:: What you will do ::
Please retype the records below exactly, omitting any images.

:: Material provided ::
******
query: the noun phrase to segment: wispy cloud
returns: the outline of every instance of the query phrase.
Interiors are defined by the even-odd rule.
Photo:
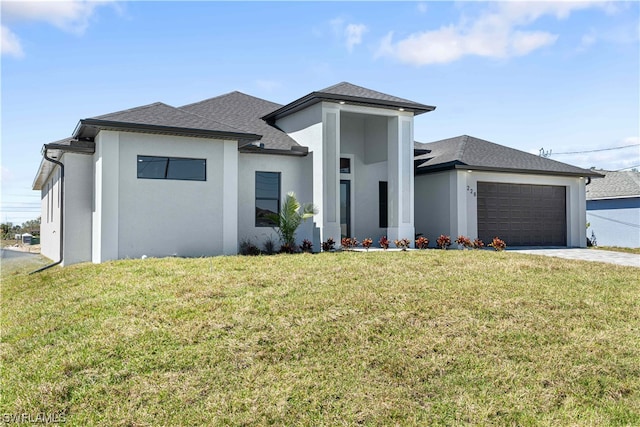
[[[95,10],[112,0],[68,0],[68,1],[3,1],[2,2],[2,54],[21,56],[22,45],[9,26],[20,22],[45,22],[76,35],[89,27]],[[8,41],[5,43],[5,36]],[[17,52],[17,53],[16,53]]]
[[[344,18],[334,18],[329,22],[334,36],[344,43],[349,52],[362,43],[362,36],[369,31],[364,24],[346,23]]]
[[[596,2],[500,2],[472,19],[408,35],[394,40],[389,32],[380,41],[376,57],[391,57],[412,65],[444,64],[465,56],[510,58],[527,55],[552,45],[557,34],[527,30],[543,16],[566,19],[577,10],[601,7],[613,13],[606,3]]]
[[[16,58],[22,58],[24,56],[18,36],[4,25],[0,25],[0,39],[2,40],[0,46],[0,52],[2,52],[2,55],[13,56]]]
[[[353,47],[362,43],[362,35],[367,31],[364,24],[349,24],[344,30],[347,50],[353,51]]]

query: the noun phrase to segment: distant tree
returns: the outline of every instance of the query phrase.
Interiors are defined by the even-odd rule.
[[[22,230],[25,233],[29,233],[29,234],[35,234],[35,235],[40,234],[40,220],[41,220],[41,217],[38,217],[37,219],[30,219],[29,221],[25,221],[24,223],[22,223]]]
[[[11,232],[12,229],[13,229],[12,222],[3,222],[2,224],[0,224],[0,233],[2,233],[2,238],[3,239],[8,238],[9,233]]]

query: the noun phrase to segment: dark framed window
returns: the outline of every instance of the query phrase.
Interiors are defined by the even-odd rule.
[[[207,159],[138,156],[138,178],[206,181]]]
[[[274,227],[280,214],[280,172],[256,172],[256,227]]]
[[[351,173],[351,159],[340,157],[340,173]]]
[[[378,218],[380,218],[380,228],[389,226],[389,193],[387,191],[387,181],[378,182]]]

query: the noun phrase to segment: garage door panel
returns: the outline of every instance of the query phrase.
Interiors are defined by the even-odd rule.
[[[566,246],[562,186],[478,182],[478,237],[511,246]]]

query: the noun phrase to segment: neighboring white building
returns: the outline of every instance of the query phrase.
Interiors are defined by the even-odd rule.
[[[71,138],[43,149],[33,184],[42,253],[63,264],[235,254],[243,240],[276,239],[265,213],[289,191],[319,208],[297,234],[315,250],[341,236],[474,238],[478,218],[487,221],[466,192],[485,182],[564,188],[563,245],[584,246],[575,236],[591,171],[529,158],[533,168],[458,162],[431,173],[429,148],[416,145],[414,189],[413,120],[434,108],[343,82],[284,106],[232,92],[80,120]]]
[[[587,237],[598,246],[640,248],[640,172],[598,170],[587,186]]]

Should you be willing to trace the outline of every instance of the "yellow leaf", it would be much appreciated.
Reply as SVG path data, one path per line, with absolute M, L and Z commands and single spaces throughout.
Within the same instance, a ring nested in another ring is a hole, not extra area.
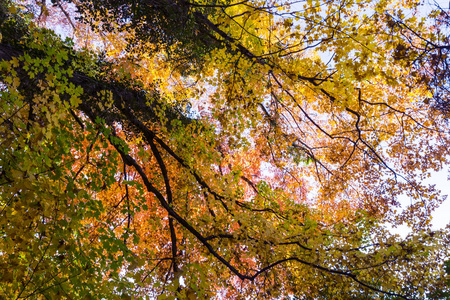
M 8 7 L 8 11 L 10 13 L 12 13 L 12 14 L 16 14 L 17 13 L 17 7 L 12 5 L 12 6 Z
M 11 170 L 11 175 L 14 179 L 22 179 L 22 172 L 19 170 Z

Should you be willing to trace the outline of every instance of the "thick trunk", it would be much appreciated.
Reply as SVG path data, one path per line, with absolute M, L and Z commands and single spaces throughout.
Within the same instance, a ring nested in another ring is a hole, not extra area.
******
:: Response area ::
query: the noun phrase to segment: wispy cloud
returns: the outline of every instance of the query phrase.
Interiors are defined by the even-odd rule.
Photo:
[[[95,10],[112,0],[68,0],[68,1],[3,1],[2,2],[2,54],[21,56],[22,45],[9,26],[20,22],[45,22],[76,35],[89,27]],[[8,41],[5,43],[5,36]],[[17,52],[17,53],[16,53]]]
[[[344,18],[334,18],[329,22],[334,36],[344,43],[349,52],[362,43],[362,36],[369,31],[364,24],[346,23]]]
[[[596,2],[500,2],[472,19],[408,35],[394,40],[389,32],[380,41],[376,57],[391,57],[412,65],[444,64],[465,56],[510,58],[527,55],[552,45],[557,34],[527,30],[543,16],[566,19],[577,10],[601,7],[613,13],[606,3]]]
[[[16,58],[22,58],[24,56],[18,36],[4,25],[0,25],[0,39],[2,40],[0,46],[0,52],[2,52],[2,55],[13,56]]]
[[[353,47],[362,43],[362,35],[367,31],[364,24],[349,24],[344,30],[347,50],[353,51]]]

query: the noun phrase to segment: distant tree
returns: the outline of every instance of the query phrase.
Interiors are defined by the even-odd rule.
[[[22,230],[25,233],[29,233],[29,234],[35,234],[35,235],[40,234],[40,220],[41,220],[41,217],[38,217],[37,219],[30,219],[29,221],[25,221],[24,223],[22,223]]]
[[[11,232],[12,229],[13,229],[12,222],[3,222],[2,224],[0,224],[0,233],[2,233],[2,238],[3,239],[8,238],[9,233]]]

query: the noun phrase to segment: dark framed window
returns: the outline of every instance of the query phrase.
Interiors are defined by the even-odd rule.
[[[207,159],[138,156],[138,178],[206,181]]]
[[[274,227],[280,214],[280,172],[256,172],[256,227]]]
[[[351,173],[351,159],[340,157],[340,173]]]
[[[378,218],[380,218],[380,228],[389,226],[389,193],[387,191],[387,181],[378,182]]]

query: the noun phrase to segment: garage door panel
returns: the outline of every instance of the query phrase.
Interiors are defined by the even-odd rule.
[[[566,246],[562,186],[478,182],[478,237],[511,246]]]

query: the noun phrase to segment: neighboring white building
returns: the outline of every instance of the query phrase.
Interiors are defined by the even-odd rule.
[[[71,138],[43,149],[33,184],[42,253],[63,264],[235,254],[243,240],[276,239],[265,213],[289,191],[319,208],[297,234],[315,250],[341,236],[474,238],[478,218],[487,221],[466,192],[485,182],[564,188],[563,245],[584,246],[575,236],[591,171],[529,158],[533,168],[458,162],[431,173],[429,148],[416,145],[414,189],[413,120],[434,108],[343,82],[284,106],[232,92],[80,120]]]
[[[587,237],[598,246],[640,248],[640,172],[598,170],[587,186]]]

Should you be willing to trace the outline of every instance of the "yellow leaf", it would be much appreciated.
Reply as SVG path data, one path per line, with absolute M, L and Z commands and single spaces throughout.
Within the same instance, a ring nested in another ring is a hole, not extra area.
M 8 7 L 8 11 L 10 13 L 12 13 L 12 14 L 16 14 L 17 13 L 17 7 L 12 5 L 12 6 Z
M 11 170 L 11 175 L 14 179 L 22 179 L 22 172 L 19 170 Z

Should you be willing to trace the outline of every instance of the "thick trunk", it would be much appreciated.
Reply as SVG path data, one path per line, with absolute M, L and Z commands and single spaces throughout.
Within the same instance, a ring nested in another ring is a hole, not extra area.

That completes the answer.